:: Records provided ::
----------------
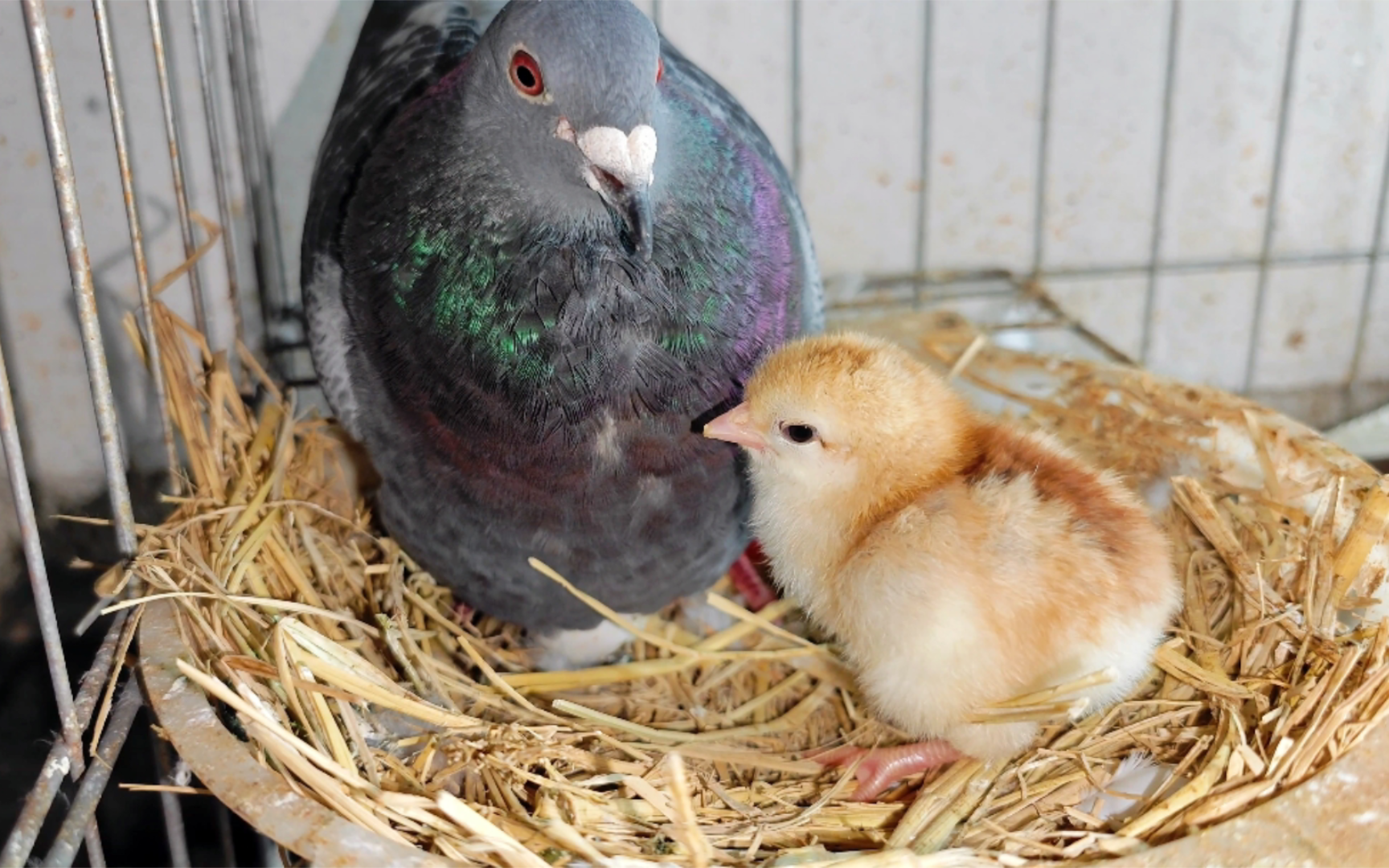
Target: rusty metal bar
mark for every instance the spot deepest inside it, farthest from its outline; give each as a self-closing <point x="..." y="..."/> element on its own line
<point x="207" y="76"/>
<point x="133" y="219"/>
<point x="93" y="782"/>
<point x="185" y="221"/>
<point x="25" y="831"/>
<point x="255" y="142"/>
<point x="80" y="265"/>
<point x="38" y="571"/>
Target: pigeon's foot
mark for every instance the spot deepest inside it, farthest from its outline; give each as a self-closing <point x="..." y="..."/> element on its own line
<point x="749" y="581"/>
<point x="885" y="765"/>
<point x="580" y="649"/>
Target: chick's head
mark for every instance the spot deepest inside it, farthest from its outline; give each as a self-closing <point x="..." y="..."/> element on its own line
<point x="845" y="410"/>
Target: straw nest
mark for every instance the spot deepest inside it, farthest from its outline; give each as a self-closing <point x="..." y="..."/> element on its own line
<point x="350" y="671"/>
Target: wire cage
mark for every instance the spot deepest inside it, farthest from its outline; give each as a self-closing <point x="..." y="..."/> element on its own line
<point x="1194" y="186"/>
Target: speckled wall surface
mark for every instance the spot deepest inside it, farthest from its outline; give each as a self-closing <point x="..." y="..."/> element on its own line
<point x="908" y="160"/>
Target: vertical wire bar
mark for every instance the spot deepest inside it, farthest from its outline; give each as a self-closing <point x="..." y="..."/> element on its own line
<point x="170" y="805"/>
<point x="1276" y="183"/>
<point x="244" y="21"/>
<point x="36" y="805"/>
<point x="38" y="572"/>
<point x="1371" y="274"/>
<point x="133" y="219"/>
<point x="80" y="265"/>
<point x="242" y="139"/>
<point x="1043" y="142"/>
<point x="185" y="221"/>
<point x="797" y="121"/>
<point x="224" y="835"/>
<point x="214" y="137"/>
<point x="93" y="782"/>
<point x="923" y="194"/>
<point x="1160" y="196"/>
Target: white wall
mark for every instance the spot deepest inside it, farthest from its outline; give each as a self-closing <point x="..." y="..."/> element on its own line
<point x="860" y="127"/>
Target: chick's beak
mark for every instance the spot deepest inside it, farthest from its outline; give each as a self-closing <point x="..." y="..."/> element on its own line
<point x="736" y="427"/>
<point x="620" y="171"/>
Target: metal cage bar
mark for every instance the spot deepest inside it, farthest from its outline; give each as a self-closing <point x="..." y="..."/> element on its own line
<point x="1274" y="190"/>
<point x="236" y="53"/>
<point x="171" y="133"/>
<point x="76" y="713"/>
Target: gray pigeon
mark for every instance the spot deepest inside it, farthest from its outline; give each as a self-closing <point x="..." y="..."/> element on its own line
<point x="536" y="260"/>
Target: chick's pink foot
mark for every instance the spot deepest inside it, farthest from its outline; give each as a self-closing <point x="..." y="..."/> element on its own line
<point x="885" y="765"/>
<point x="748" y="581"/>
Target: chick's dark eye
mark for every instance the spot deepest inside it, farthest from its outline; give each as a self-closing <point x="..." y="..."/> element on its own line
<point x="797" y="434"/>
<point x="526" y="74"/>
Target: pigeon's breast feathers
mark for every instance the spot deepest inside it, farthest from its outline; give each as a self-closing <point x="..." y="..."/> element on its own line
<point x="574" y="225"/>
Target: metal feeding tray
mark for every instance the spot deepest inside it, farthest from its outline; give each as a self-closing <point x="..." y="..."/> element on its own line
<point x="1338" y="816"/>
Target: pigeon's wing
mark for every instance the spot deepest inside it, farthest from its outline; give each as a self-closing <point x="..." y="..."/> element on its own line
<point x="404" y="47"/>
<point x="728" y="110"/>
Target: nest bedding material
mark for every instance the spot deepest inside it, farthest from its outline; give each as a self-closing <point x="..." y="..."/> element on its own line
<point x="350" y="671"/>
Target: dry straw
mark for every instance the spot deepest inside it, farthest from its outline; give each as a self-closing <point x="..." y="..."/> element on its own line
<point x="350" y="673"/>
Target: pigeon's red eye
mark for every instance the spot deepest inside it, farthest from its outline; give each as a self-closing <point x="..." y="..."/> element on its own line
<point x="526" y="74"/>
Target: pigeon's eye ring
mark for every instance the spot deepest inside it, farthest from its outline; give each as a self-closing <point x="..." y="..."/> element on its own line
<point x="797" y="432"/>
<point x="526" y="74"/>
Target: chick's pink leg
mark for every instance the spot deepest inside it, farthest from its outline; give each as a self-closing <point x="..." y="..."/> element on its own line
<point x="885" y="765"/>
<point x="748" y="581"/>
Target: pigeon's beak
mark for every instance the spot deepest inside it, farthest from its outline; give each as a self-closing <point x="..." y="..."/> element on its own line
<point x="620" y="173"/>
<point x="736" y="427"/>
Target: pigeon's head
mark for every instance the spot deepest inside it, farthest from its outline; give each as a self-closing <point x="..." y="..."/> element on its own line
<point x="564" y="95"/>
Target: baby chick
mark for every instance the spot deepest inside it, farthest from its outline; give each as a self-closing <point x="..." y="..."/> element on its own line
<point x="960" y="561"/>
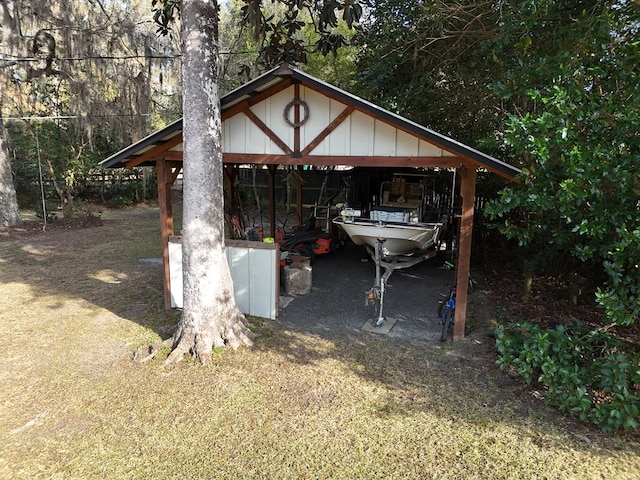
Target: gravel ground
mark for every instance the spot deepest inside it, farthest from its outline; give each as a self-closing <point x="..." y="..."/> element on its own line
<point x="336" y="303"/>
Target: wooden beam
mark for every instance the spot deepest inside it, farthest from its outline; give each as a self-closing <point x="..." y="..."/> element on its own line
<point x="246" y="104"/>
<point x="328" y="129"/>
<point x="155" y="152"/>
<point x="463" y="265"/>
<point x="355" y="161"/>
<point x="267" y="131"/>
<point x="272" y="199"/>
<point x="296" y="119"/>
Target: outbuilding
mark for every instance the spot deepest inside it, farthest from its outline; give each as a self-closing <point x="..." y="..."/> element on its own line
<point x="287" y="117"/>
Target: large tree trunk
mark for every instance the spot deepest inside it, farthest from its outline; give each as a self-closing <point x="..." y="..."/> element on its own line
<point x="210" y="316"/>
<point x="9" y="212"/>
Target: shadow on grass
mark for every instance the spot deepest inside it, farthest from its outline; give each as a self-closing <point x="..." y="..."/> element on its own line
<point x="112" y="267"/>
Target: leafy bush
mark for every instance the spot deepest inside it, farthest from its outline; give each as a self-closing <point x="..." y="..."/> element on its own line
<point x="587" y="373"/>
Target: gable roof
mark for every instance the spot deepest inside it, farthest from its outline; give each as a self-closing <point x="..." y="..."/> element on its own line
<point x="255" y="110"/>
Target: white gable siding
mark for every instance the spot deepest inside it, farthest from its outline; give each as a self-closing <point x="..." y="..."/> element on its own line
<point x="358" y="135"/>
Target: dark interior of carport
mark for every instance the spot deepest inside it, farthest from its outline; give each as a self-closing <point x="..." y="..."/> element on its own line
<point x="300" y="93"/>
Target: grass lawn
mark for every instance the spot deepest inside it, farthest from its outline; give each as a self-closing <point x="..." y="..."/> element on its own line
<point x="75" y="303"/>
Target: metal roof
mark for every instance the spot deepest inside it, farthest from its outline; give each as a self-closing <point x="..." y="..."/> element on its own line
<point x="286" y="73"/>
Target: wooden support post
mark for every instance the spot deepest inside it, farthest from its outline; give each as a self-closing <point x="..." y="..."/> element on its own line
<point x="299" y="193"/>
<point x="467" y="192"/>
<point x="165" y="180"/>
<point x="230" y="172"/>
<point x="272" y="199"/>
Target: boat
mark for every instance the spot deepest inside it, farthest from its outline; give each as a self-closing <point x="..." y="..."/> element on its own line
<point x="398" y="238"/>
<point x="398" y="220"/>
<point x="394" y="234"/>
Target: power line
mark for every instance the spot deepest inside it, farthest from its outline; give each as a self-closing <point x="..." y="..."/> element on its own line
<point x="13" y="58"/>
<point x="66" y="117"/>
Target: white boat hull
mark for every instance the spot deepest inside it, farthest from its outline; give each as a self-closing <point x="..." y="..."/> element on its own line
<point x="399" y="238"/>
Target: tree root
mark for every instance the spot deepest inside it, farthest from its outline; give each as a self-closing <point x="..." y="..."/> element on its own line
<point x="144" y="353"/>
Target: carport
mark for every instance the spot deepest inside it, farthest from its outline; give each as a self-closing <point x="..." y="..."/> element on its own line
<point x="287" y="117"/>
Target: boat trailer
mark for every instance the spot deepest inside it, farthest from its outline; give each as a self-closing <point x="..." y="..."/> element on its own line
<point x="390" y="264"/>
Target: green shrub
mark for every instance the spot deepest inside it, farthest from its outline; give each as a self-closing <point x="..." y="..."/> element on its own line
<point x="586" y="372"/>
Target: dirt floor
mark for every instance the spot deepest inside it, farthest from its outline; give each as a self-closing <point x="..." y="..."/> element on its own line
<point x="340" y="283"/>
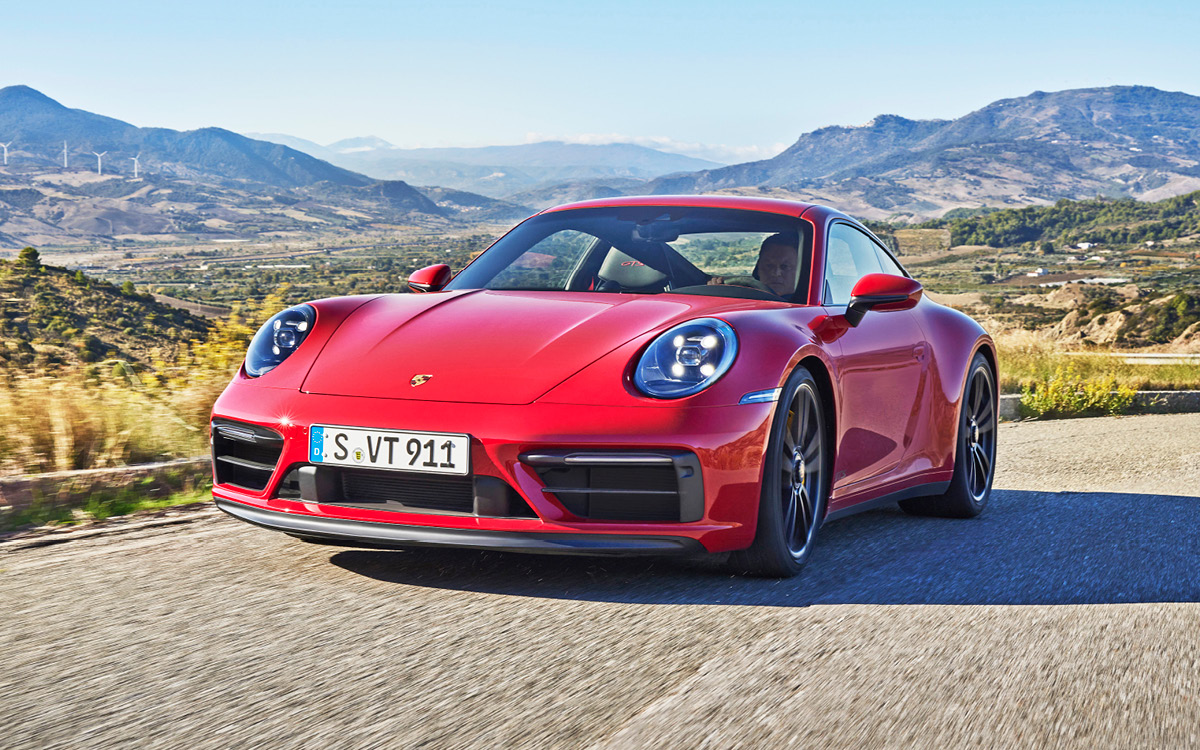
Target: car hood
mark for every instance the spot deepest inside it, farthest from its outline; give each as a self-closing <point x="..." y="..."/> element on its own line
<point x="480" y="346"/>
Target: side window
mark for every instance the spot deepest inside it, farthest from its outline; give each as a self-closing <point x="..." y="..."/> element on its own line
<point x="850" y="255"/>
<point x="546" y="265"/>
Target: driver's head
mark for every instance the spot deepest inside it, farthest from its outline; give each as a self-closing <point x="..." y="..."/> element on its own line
<point x="779" y="262"/>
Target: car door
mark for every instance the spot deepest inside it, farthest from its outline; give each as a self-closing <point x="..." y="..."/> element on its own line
<point x="882" y="365"/>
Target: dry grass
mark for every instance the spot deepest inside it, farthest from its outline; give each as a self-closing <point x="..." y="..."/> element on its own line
<point x="107" y="414"/>
<point x="1029" y="359"/>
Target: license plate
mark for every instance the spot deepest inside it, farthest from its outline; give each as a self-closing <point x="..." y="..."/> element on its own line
<point x="430" y="453"/>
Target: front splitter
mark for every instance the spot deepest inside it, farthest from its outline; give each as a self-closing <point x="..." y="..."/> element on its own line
<point x="352" y="533"/>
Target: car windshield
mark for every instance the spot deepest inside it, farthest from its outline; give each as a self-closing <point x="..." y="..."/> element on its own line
<point x="651" y="250"/>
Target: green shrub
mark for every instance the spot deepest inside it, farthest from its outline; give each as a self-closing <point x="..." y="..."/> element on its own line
<point x="1067" y="394"/>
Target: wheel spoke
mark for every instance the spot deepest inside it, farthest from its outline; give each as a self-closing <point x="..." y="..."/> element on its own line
<point x="805" y="516"/>
<point x="790" y="513"/>
<point x="803" y="427"/>
<point x="984" y="461"/>
<point x="987" y="420"/>
<point x="971" y="471"/>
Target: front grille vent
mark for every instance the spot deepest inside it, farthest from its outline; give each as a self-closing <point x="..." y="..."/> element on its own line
<point x="403" y="491"/>
<point x="245" y="455"/>
<point x="444" y="493"/>
<point x="611" y="486"/>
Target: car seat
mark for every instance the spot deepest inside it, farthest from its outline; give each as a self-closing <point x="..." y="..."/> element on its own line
<point x="623" y="273"/>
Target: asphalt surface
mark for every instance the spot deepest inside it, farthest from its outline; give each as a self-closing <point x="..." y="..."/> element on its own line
<point x="1065" y="616"/>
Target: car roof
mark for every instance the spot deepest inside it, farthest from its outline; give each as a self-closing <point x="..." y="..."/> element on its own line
<point x="772" y="205"/>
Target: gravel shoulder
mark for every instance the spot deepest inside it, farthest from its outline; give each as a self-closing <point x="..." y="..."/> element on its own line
<point x="1065" y="616"/>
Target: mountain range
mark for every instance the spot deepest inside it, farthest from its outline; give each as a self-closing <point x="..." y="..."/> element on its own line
<point x="1119" y="141"/>
<point x="205" y="184"/>
<point x="496" y="171"/>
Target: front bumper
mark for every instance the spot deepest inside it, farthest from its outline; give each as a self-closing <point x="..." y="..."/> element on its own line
<point x="508" y="443"/>
<point x="351" y="533"/>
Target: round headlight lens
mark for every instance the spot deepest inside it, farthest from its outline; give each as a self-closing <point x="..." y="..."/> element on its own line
<point x="279" y="339"/>
<point x="687" y="359"/>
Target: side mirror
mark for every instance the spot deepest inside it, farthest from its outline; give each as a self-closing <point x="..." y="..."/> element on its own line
<point x="881" y="292"/>
<point x="430" y="279"/>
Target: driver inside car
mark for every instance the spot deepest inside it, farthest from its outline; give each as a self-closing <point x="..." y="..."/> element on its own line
<point x="778" y="267"/>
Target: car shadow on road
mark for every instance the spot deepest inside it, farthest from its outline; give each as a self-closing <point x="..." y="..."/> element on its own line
<point x="1027" y="549"/>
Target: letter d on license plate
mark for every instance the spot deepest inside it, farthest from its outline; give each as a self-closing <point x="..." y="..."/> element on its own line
<point x="431" y="453"/>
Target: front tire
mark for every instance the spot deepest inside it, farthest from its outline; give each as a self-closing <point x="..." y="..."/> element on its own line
<point x="975" y="455"/>
<point x="795" y="484"/>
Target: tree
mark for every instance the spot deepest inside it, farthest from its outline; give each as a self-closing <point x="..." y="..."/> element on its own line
<point x="29" y="258"/>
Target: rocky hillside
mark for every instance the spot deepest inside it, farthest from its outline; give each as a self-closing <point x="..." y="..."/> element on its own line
<point x="1122" y="316"/>
<point x="52" y="317"/>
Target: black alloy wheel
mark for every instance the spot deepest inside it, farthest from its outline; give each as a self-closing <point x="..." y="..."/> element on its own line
<point x="975" y="456"/>
<point x="795" y="486"/>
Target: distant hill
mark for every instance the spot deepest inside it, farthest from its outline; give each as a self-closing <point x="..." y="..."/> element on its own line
<point x="1069" y="222"/>
<point x="51" y="316"/>
<point x="1120" y="141"/>
<point x="499" y="172"/>
<point x="40" y="125"/>
<point x="204" y="184"/>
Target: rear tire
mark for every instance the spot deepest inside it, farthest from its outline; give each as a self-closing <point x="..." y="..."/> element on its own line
<point x="975" y="455"/>
<point x="795" y="484"/>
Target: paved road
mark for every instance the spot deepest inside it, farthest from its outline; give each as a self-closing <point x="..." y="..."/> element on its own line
<point x="1066" y="616"/>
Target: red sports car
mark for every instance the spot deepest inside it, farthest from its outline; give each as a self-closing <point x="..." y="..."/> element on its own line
<point x="628" y="376"/>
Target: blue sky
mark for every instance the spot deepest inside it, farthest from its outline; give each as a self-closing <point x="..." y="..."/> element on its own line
<point x="742" y="77"/>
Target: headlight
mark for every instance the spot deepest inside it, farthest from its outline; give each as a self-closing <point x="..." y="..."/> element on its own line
<point x="687" y="359"/>
<point x="279" y="339"/>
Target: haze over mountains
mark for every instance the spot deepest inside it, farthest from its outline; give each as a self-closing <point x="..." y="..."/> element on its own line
<point x="205" y="183"/>
<point x="1120" y="141"/>
<point x="496" y="171"/>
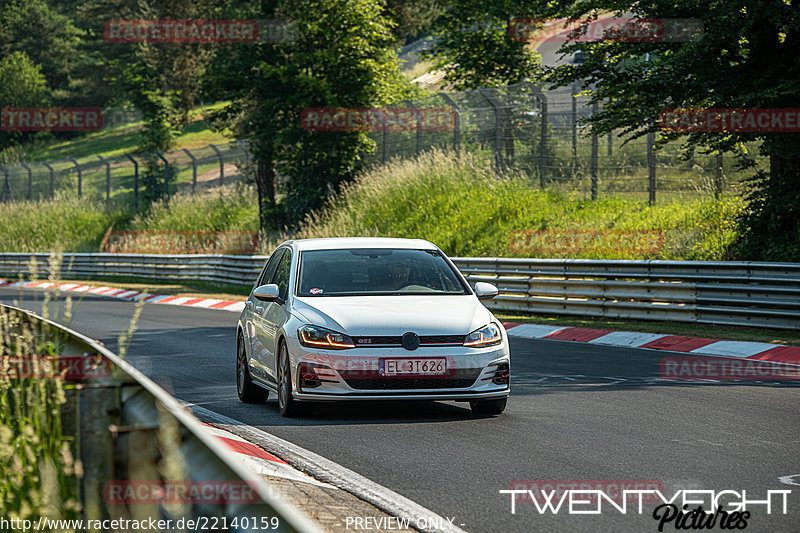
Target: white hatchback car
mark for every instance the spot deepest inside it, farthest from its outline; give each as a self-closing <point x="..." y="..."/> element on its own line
<point x="369" y="319"/>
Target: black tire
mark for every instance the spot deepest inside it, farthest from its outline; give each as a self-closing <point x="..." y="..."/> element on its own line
<point x="248" y="391"/>
<point x="288" y="406"/>
<point x="488" y="407"/>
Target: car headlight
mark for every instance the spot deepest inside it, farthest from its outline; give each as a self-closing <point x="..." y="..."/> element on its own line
<point x="317" y="337"/>
<point x="488" y="335"/>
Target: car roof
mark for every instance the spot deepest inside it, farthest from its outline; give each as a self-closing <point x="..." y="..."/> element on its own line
<point x="338" y="243"/>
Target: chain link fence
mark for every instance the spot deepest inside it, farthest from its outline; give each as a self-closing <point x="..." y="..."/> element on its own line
<point x="120" y="179"/>
<point x="539" y="135"/>
<point x="542" y="135"/>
----------------
:: Task instructions ::
A single number is the answer here: how many lines of the material contain the string "metal"?

:: Result of the task ::
4